◆ Exercise: Rewrite the items below, changing every "shelf" to "rack" and leaving everything else unchanged. Don't include the pictures in your answer.

◆ Source data:
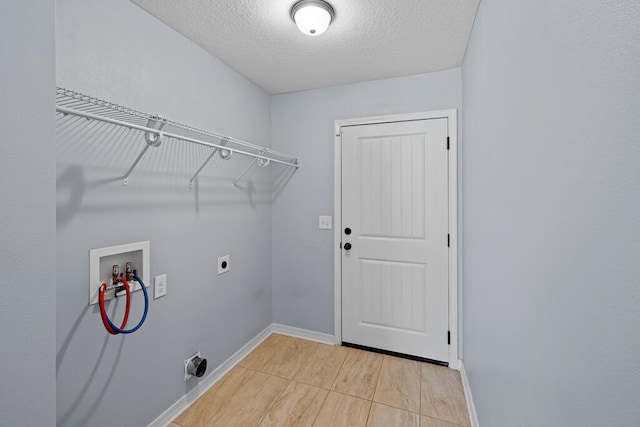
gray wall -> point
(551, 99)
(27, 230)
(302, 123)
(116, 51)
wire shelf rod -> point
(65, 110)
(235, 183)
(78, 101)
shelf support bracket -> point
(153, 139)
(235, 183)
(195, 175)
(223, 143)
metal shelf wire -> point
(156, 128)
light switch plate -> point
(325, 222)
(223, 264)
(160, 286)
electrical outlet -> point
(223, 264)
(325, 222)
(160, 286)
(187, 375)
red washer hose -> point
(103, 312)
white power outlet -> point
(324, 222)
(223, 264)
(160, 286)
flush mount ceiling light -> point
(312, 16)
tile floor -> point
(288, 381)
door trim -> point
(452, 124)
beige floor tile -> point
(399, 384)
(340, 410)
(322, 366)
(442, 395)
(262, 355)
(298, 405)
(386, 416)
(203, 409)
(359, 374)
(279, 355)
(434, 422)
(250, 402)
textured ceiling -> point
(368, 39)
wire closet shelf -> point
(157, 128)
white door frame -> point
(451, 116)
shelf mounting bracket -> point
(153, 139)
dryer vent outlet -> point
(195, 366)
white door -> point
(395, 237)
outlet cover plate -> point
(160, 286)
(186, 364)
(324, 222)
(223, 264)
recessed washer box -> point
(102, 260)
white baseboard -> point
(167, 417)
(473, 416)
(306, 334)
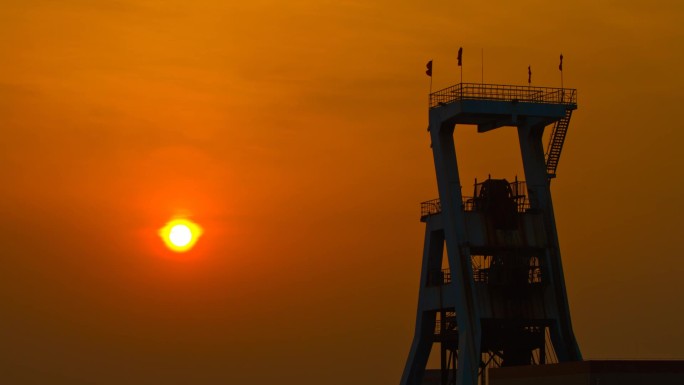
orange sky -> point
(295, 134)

◆ Exercise response:
gray wall -> point
(551, 99)
(27, 230)
(302, 123)
(116, 51)
wire rack rod -> point
(65, 110)
(235, 183)
(78, 101)
rack support bracket -> point
(153, 139)
(235, 183)
(195, 175)
(223, 143)
metal rack wire -> point
(156, 128)
light switch plate -> point
(325, 222)
(223, 264)
(160, 286)
electrical outlet -> point
(223, 264)
(325, 222)
(160, 286)
(187, 375)
red washer hose -> point
(103, 312)
white power outlet -> point
(324, 222)
(223, 264)
(160, 286)
flush mount ceiling light -> point
(312, 16)
tile floor -> point
(288, 381)
door trim -> point
(452, 124)
beige floor tile -> point
(399, 384)
(340, 410)
(322, 366)
(442, 395)
(262, 355)
(298, 405)
(386, 416)
(203, 409)
(359, 374)
(279, 355)
(434, 422)
(250, 402)
textured ceiling -> point
(368, 39)
wire closet rack -> point
(157, 128)
white door frame -> point
(451, 116)
rack mounting bracket -> point
(153, 139)
dryer vent outlet -> point
(195, 366)
white door -> point
(395, 237)
outlet cover plate -> point
(160, 286)
(186, 364)
(324, 222)
(223, 264)
recessed washer box -> point
(102, 260)
white baseboard -> point
(167, 417)
(473, 416)
(306, 334)
orange sky -> point
(295, 134)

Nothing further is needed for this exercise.